_Liste des tâches_:
a) Dans l'extrait sur l'étude des ambiances, quelle citation de Tim Ingold est rapportée ?
b) Prolongez l'extrait sur l'étude des ambiances à partir de sa dernière phrase.

_Extrait du texte_:
====

En fait, ça vient d’une discussion que j’ai eu avec Nicolas Tixier, qui est aujourd’hui directeur du CRESSON. Pour lui, le gros virage dans l’étude des ambiances, c’est Tim Ingold, parce que avec sa citation « On ne perçoit pas le climat, on perçoit par le climat », ramenée à la question des ambiances, ce n’est plus percevoir les ambiances, c’est : qu’est-ce qu’on perçoit à travers les ambiances ? C’est comme s’il avait mis les mots sur des intuitions esthétiques que j’ai voulu exprimer par un travail plastique. Les déposes d’œuvre dans les paysages pour voir comment un paysage donné va matérialiser une image et révéler une facette donnée, c’est exactement la citation de Tim Ingold. Aujourd’hui, ça reste ouvert, mais c’est exactement ça : quelle connotation à l’expérience de vie qu’on fait au quotidien peut donner un environnement donné ? Et ça, ça change tout. 
Je m’avance peut-être beaucoup en disant ça mais, aujourd’hui, on fait l’histoire de l’art d’une certaine manière, on a conservé certaines œuvres par exemple, pour des questions de qualité esthétique, pour des questions de renouvellement de tradition, d’évolution dans quelque chose qui se veut assez linéaire, même si y a des sauts à certains endroits, mais qu’est-ce qui nous dit qu’en 2050 à 45° à l’ombre et avec un manque d’eau, ce sont ces œuvres-là qui vont parler aux gens ? Je pense qu’on sous-estime à quel point l’environnement dans lequel on baigne oriente nos choix culturels aussi.

====

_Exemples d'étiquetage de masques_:
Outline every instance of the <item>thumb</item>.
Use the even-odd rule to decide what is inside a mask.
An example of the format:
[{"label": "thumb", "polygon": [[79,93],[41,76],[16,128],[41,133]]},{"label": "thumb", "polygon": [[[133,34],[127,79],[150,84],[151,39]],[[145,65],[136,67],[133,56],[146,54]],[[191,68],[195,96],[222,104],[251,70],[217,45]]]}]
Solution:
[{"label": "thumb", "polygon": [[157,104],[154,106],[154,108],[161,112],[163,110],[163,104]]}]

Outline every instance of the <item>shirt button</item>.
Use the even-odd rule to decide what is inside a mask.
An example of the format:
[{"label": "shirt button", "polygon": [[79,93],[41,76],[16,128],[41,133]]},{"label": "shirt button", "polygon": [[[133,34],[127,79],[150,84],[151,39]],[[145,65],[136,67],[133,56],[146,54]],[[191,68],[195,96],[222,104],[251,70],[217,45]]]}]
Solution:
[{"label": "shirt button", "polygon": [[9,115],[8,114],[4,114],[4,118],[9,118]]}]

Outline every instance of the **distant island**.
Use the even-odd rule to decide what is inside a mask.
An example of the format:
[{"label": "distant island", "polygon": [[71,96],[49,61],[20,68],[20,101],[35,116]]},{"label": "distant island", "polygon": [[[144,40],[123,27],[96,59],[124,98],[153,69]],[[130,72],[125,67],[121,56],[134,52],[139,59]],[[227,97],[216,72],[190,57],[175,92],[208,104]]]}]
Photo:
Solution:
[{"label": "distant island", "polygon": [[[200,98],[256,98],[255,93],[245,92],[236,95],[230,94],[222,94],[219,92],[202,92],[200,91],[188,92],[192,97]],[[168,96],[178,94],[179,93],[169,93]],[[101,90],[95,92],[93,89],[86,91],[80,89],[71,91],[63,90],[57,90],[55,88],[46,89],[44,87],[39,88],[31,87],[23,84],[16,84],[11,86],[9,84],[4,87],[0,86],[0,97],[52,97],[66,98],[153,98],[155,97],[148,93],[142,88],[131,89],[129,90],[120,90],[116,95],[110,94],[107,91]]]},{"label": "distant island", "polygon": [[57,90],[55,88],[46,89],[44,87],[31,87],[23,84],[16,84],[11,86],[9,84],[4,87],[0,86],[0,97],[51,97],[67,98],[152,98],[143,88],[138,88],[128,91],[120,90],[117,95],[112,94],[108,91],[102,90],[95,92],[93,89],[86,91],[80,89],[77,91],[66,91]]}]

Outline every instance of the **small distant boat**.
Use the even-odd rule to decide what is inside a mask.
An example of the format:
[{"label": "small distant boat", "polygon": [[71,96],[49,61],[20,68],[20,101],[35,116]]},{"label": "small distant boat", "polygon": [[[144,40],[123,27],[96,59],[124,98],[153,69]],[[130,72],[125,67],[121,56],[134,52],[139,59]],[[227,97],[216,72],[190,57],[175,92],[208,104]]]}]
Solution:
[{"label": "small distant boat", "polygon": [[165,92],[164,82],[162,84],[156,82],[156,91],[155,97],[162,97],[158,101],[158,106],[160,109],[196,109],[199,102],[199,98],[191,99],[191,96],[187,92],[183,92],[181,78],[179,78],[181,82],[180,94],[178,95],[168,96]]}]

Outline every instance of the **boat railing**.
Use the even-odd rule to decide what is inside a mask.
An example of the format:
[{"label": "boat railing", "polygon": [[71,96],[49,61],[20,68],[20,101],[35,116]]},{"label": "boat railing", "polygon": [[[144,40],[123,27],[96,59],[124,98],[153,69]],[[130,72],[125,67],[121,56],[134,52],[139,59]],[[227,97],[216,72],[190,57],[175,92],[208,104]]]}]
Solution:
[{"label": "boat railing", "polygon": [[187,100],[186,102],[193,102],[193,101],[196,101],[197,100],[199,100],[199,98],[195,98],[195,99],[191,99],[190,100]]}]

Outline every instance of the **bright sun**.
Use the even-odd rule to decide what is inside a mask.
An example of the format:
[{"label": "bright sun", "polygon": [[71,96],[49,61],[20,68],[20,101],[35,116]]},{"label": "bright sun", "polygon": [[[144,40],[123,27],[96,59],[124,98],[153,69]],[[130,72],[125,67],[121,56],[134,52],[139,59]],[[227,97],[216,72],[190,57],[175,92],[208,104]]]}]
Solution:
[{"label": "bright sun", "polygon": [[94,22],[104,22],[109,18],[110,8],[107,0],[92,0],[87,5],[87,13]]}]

====

_Réponses aux tâches_:
a) « On ne perçoit pas le climat, on perçoit par le climat ».

b)
Ton travail d’artiste fait globalement écho à cette « crise des sensibilités » évoquée par Baptiste Morizot. Il a pour vocation de stimuler, voire de réveiller nos sens endormis ? 
Je ne dirais pas ça. A mon avis, les gens sont extrêmement éveillés, mais il n’y a pas d’espace pour qu’ils témoignent de ce qu’ils voient. Je pense qu’il n’y a pas d’endroit où parler de sensibilité aujourd’hui. Il y a peu d’espaces de parole comme ce qu’on est en train de faire via cette interview. Quand je dépose un pochoir, et que j’organise un révélé en appelant les habitants du quartier, en faisant venir les écoles, j’ouvre un espace d’échange. Et je ne culpabilise personne. Je ne leur dis pas d’aller arrêter leur cheminée, d’éteindre leur voiture diesel, ou de changer de chauffage au fuel. Ce n’est pas la question. J’ouvre un espace sur lequel nous échangeons sur leur rapport à l’environnement local, et tout le monde a quelque chose à dire. Les gens sont sensibles, c’est juste qu’il n’y a pas de lieu pour en parler. J’avais déposé des pochoirs au 10ème étage d’un immeuble. Nous voilà sur le toit au 10ème et nous allons voir les voisins pour en parler. Nous faisons la révélation et les gens en sont venus à parler chacun de leur pratique de ménage, et du rapport à la poussière. Chacun avait sa sensibilité spécifique, et ça se recoupait. Effectivement, le fait qu’il y ait le boulevard, en fonction des saisons, on ne peut pas ouvrir telle fenêtre, on ne peut pas faire traverser l’air quand on aère parce que sinon ça fait rentrer la poussière. Donc ils ont chacun certaines manières d’aérer leur appartement pour éviter d’aspirer l’air du boulevard. En fait, ils avaient une pratique de l’air qui était hyper élaborée, sensible, mais à part ce soir-là où nous en avons parlé parce qu’on était autour d’une œuvre, à aucun moment ils avaient témoigné de ça les uns envers les autres. C’est là où je peux dire que nous avions ouvert un espace.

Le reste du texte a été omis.